== Segment start ==
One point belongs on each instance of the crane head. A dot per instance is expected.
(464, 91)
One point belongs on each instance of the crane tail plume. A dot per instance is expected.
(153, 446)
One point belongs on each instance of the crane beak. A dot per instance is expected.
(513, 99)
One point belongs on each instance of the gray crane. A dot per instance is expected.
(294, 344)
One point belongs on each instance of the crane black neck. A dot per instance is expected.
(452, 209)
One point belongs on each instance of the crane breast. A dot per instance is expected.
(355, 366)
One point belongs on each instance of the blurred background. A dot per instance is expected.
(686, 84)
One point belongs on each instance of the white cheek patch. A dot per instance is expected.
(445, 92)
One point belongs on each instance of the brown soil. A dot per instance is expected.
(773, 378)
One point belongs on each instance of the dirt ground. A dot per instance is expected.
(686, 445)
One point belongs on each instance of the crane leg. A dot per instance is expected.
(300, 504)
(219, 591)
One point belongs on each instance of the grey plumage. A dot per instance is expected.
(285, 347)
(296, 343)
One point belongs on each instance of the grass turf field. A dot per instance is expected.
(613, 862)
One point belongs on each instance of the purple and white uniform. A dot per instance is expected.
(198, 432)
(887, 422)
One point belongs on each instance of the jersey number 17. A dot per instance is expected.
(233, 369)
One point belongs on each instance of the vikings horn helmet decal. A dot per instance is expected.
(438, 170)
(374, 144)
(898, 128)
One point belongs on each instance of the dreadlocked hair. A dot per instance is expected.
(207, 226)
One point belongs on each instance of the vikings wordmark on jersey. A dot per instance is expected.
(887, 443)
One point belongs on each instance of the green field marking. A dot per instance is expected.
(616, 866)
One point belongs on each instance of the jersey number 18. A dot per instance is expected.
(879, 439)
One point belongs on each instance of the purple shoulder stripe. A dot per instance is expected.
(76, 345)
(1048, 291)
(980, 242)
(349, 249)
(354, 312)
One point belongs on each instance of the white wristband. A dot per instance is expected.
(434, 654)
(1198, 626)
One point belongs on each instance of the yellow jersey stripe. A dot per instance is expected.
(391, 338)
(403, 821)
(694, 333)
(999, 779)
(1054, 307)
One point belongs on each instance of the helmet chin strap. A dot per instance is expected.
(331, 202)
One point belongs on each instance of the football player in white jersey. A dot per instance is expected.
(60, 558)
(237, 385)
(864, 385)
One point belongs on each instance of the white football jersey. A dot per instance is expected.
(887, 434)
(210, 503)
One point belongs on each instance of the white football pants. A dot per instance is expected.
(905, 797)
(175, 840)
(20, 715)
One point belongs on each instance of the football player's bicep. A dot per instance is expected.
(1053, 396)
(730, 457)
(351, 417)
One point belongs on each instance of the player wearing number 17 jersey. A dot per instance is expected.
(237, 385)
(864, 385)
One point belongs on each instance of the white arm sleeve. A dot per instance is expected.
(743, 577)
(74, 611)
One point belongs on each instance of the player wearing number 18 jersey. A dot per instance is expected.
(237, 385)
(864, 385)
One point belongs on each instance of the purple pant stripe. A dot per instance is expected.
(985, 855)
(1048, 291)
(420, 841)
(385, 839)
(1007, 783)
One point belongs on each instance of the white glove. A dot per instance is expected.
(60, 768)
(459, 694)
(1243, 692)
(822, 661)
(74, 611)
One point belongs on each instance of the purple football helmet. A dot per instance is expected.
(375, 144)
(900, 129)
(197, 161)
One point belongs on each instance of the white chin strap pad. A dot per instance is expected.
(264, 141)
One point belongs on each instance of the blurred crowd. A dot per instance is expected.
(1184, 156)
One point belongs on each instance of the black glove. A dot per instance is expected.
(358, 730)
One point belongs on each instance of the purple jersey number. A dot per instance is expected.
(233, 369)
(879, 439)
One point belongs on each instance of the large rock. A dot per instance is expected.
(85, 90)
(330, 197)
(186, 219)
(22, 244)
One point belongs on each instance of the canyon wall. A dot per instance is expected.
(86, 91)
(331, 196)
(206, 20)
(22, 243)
== Segment end ==
• _TASK_:
The entries above need to be repeated in full, exactly as written.

• _TASK ANSWER_:
One point belongs on each instance of the crane head. A dot per instance is expected.
(464, 91)
One point belongs on each instance of the crane tail plume. A dot per instance is expected.
(153, 446)
One point belongs on each instance of the crane beak. A dot per instance is expected.
(513, 99)
One point belongs on each instance of the gray crane. A dot per instance is expected.
(294, 344)
One point belongs on each instance of the crane black neck. A dot per instance is expected.
(452, 209)
One point belongs on each instance of the crane breast. A dot per instance is expected.
(355, 366)
One point belongs on each instance of the blurred background. A dot per instance is expected.
(686, 84)
One point belongs on each instance of the white cheek patch. A dot per instance is expected.
(445, 92)
One point belongs on each instance of the brown soil. A dot per instance is expected.
(773, 378)
One point belongs on each instance of the dirt ground. A dot per instance is expected.
(686, 445)
One point belongs on each instance of the crane leg. A dot per instance is expected.
(300, 504)
(219, 591)
One point belongs on each instance of the grey plumage. A dot per instance is expected.
(285, 347)
(296, 343)
One point belongs on each instance of the grass turf field. A dot per instance is expected.
(613, 862)
One point belongs on each instance of the purple and white uniform. A dot per instance is expected.
(198, 432)
(887, 422)
One point belongs on each instance of the jersey number 17. A dot per instance is expected.
(233, 369)
One point belongs on each instance of the vikings horn helmet decal. A dot per instance is expected.
(438, 170)
(374, 144)
(898, 128)
One point belongs on each instance of the dreadlocked hair. A dot per instance is expected.
(207, 226)
One point belongs on each instance of the vikings wordmark on jersey. A dot per instance is expected.
(887, 443)
One point belongs on each instance of the green field marking. A dot per instance is expected.
(616, 866)
One point belongs on each instance of the jersey number 18. A dot per instance is expected.
(879, 439)
One point belongs on each instance of the purple shoulder stripe. A dot per instance is expected.
(76, 345)
(1048, 291)
(980, 242)
(349, 249)
(354, 312)
One point belongs on each instance of the white wristband. A dot per instance is expected.
(434, 654)
(1198, 626)
One point belongs on each instance of the yellow jersey stripe. A dot per instance is expected.
(391, 338)
(403, 821)
(694, 333)
(999, 779)
(1054, 307)
One point belongs on each instance of the helmet chin strap. A dot per instance is expected.
(331, 202)
One point belongs on each instance of the football player in white jersey. A dot per instance is expected.
(60, 558)
(237, 385)
(864, 385)
One point belongs on each instance of the white football jersey. A dot per instance is expected.
(887, 434)
(210, 503)
One point belongs on each instance of the white football pants. A dot per instance is expected.
(905, 797)
(175, 840)
(20, 715)
One point belongs on each instance of the football player's bicep. A dot per instance is expected.
(1053, 396)
(730, 457)
(351, 417)
One point belongs on each instance of the player wearing number 17 jersey. A dot per instance is expected.
(237, 385)
(864, 385)
One point belongs on each instance of the white arm sleeve. A dot per instance is expected.
(743, 577)
(74, 611)
One point belongs on each instance of the player wearing number 18 jersey. A dot per instance is expected.
(237, 385)
(864, 385)
One point belongs on each instance of the purple pant stripe. A dot per instance is expected.
(985, 855)
(1048, 291)
(420, 841)
(385, 839)
(1007, 783)
One point belongs on each instance of the white glove. A dot per instance is expected.
(60, 768)
(459, 694)
(1243, 692)
(822, 661)
(74, 611)
One point belongs on each instance of the purple football helmet. A dot per instance is expected.
(375, 144)
(900, 129)
(197, 161)
One point belongs on each instance of the white chin strap pad. A dot per instance is expected.
(264, 141)
One point belongs on each instance of the blurred crowd. A dot per instance is expected.
(1184, 156)
One point belongs on each instance of the black glove. A dot per instance is expected.
(358, 730)
One point belongs on each instance of the purple jersey number. A dot per instance is expected.
(233, 369)
(879, 439)
One point belongs on each instance of the large rock. A dot per instance is expected.
(85, 90)
(330, 197)
(186, 219)
(22, 244)
One point belongs on each instance of the canyon wall. A dot per instance is expected.
(86, 91)
(331, 196)
(206, 20)
(22, 243)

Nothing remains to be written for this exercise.